▼▼▼

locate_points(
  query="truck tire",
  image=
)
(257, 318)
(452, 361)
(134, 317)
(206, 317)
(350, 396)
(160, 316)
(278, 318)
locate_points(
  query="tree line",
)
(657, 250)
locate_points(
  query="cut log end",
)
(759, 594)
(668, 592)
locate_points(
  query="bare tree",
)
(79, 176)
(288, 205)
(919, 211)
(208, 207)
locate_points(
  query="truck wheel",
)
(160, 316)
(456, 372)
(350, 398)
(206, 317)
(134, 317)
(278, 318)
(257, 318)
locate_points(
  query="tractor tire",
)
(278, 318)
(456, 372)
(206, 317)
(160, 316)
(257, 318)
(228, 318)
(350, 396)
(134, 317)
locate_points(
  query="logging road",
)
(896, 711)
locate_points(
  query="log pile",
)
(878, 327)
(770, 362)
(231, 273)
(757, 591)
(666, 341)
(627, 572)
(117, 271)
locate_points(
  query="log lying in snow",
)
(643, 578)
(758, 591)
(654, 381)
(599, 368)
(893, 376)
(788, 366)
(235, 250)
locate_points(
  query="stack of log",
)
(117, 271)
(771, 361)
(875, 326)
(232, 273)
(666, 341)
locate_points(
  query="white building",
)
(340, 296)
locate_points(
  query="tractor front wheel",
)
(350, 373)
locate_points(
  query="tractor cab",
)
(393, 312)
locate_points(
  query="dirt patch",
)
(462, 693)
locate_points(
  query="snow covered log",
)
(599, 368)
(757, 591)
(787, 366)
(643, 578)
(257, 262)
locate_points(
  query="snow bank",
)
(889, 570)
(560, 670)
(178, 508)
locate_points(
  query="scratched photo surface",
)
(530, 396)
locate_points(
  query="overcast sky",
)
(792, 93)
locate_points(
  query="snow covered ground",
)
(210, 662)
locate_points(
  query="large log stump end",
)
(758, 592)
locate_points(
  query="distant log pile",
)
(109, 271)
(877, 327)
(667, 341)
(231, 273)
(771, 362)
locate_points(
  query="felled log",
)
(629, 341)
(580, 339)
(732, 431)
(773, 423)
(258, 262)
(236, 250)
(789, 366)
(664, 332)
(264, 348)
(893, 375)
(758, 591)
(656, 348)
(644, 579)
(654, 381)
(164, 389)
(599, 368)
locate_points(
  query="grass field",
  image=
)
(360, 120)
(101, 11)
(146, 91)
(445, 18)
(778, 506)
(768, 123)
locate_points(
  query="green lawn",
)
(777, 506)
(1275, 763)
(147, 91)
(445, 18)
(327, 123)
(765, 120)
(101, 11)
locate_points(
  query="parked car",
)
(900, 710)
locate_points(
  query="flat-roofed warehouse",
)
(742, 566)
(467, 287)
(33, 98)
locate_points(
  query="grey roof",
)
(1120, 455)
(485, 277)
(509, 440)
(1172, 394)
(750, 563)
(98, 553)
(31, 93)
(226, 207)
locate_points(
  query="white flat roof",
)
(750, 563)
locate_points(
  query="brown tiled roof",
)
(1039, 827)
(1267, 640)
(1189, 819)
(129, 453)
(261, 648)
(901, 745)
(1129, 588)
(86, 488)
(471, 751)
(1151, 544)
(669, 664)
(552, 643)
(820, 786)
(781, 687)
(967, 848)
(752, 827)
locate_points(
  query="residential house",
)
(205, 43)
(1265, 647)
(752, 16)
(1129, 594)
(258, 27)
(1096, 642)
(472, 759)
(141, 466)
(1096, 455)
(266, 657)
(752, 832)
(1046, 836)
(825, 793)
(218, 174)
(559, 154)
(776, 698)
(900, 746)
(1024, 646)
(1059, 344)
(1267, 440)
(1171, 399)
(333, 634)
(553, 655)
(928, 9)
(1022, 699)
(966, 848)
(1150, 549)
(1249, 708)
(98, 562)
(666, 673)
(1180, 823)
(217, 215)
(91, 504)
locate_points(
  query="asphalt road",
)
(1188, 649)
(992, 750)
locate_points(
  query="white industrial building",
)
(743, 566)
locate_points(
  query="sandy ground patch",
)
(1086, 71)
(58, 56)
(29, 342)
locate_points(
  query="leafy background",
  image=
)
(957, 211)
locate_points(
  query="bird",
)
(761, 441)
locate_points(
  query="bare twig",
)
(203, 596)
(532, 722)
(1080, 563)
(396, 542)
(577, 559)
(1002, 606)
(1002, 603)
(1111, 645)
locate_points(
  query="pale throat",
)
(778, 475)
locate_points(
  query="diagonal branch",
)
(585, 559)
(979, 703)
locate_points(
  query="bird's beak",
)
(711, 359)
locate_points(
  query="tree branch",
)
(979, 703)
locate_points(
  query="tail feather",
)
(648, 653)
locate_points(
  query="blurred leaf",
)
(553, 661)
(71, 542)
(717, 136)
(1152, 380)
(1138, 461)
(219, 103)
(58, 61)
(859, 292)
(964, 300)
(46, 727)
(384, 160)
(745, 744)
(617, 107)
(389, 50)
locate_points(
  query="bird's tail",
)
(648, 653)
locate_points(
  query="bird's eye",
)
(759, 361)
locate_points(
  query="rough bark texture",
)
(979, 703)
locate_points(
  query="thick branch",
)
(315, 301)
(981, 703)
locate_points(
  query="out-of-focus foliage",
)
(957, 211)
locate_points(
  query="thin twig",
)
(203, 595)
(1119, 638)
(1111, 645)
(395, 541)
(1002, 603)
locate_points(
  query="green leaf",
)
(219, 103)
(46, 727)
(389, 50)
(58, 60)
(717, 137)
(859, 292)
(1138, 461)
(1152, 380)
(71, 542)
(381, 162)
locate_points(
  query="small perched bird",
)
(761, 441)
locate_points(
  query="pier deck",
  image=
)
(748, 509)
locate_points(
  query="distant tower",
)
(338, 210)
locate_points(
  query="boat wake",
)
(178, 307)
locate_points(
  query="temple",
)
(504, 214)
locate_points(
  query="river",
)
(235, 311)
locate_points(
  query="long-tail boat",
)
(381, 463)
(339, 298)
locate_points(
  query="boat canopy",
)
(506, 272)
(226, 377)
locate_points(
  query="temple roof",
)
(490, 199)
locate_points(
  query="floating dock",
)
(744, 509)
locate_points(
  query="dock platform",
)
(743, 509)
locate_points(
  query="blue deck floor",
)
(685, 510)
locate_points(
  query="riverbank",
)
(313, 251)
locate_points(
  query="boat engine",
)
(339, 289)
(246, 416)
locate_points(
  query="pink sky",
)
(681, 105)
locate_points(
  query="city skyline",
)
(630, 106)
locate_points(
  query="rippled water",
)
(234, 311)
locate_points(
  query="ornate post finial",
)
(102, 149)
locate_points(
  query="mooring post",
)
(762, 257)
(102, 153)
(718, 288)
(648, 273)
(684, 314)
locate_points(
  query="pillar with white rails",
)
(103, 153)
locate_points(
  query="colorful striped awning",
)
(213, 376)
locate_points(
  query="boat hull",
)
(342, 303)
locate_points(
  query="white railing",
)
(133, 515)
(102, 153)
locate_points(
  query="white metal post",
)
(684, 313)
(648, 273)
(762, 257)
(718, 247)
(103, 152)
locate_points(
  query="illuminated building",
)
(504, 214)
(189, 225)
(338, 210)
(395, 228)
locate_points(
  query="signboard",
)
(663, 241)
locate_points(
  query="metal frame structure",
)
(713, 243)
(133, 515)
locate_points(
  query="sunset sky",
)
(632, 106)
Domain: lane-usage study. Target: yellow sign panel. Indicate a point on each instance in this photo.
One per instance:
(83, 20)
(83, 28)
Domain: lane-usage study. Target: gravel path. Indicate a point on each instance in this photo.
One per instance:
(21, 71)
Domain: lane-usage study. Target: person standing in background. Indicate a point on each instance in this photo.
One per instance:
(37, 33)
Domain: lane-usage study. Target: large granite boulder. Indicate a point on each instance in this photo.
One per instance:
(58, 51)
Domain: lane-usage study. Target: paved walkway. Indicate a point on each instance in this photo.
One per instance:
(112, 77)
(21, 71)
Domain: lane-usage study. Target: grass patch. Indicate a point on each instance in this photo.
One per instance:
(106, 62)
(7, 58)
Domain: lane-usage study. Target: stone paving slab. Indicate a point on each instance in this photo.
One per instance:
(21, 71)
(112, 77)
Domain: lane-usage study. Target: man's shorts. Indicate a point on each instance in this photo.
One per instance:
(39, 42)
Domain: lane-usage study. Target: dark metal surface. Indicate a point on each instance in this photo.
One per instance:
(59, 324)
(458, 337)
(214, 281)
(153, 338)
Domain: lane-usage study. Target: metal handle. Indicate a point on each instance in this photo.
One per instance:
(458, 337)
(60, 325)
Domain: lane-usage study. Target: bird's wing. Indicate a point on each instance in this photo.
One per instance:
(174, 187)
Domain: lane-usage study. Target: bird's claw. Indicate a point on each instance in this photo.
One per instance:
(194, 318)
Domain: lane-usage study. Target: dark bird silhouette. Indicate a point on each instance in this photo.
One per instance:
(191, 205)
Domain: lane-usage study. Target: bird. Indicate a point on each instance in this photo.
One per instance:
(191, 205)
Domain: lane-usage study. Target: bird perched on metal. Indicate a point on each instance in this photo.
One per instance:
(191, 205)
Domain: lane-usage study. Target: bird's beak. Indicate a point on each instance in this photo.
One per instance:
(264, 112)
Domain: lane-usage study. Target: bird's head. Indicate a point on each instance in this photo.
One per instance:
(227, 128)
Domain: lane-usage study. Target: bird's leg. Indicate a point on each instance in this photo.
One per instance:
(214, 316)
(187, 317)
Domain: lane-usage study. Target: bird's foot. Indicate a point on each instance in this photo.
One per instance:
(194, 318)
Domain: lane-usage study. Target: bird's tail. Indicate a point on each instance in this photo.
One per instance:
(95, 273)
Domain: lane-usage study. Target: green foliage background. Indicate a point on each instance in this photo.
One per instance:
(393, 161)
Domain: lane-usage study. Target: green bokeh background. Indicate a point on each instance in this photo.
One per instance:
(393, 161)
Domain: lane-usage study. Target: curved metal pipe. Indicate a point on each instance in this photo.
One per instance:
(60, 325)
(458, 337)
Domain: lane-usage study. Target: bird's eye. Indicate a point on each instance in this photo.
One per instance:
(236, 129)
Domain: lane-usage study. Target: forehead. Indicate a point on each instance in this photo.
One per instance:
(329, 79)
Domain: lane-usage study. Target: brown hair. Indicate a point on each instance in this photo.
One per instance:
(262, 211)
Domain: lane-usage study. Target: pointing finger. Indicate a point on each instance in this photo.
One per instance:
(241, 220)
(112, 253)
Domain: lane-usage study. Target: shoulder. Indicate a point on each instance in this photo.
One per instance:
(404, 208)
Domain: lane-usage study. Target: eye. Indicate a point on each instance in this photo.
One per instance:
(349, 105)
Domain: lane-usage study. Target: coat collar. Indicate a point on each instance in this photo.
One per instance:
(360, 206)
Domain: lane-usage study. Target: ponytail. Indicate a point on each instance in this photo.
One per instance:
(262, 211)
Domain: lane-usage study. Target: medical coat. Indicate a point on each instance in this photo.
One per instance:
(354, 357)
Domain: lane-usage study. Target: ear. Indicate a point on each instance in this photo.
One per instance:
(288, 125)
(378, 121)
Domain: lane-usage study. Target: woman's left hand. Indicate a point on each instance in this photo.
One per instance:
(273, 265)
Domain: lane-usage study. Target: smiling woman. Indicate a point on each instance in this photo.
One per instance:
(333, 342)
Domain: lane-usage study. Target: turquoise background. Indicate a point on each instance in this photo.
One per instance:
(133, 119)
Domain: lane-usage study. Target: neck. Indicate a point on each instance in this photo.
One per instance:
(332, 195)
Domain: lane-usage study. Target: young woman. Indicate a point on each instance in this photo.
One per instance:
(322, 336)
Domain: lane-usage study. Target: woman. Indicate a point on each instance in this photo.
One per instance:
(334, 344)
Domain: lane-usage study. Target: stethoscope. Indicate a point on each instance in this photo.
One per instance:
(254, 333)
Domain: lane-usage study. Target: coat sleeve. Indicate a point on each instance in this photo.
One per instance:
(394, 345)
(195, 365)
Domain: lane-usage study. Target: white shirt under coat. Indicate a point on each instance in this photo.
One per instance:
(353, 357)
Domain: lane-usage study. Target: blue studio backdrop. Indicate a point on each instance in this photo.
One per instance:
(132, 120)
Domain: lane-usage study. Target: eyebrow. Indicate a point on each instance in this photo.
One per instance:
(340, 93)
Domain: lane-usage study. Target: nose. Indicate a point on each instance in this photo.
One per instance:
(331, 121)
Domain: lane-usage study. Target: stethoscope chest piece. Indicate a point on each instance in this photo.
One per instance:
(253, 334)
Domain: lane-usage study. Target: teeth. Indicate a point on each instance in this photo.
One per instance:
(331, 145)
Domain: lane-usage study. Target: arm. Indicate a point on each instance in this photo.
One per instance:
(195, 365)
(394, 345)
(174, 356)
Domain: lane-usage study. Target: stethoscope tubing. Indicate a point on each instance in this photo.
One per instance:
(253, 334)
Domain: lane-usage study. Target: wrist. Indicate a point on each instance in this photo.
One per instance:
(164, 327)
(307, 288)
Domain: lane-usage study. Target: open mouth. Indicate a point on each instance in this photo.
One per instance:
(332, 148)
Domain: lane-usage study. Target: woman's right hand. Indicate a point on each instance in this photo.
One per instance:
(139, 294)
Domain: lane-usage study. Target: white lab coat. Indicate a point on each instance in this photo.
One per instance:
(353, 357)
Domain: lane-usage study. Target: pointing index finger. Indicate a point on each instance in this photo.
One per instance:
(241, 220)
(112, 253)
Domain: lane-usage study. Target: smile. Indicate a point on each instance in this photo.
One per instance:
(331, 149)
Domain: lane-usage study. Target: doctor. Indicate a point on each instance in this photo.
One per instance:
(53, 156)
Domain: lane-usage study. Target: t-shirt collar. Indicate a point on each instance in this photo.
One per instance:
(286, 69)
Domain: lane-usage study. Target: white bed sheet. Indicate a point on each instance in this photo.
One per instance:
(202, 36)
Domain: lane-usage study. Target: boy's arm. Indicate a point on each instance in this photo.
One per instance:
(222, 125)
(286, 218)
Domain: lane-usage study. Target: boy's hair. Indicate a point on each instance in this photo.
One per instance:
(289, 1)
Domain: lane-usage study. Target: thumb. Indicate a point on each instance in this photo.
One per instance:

▲▲▲

Requirement:
The word to find is "background". Copy every line of the data that holds it.

Answer below:
  query="leafy background",
Domain: lane-usage study. Target: person standing in background. Indicate a point on each instance in this photo.
Domain: lane-usage study. Target: green foliage background. Indicate a point on each instance in this photo.
Domain: lane-usage study. Target: green bokeh background. Indicate a point on each instance in this photo.
Domain: lane-usage study. Target: turquoise background. Indicate a point on each instance in this photo.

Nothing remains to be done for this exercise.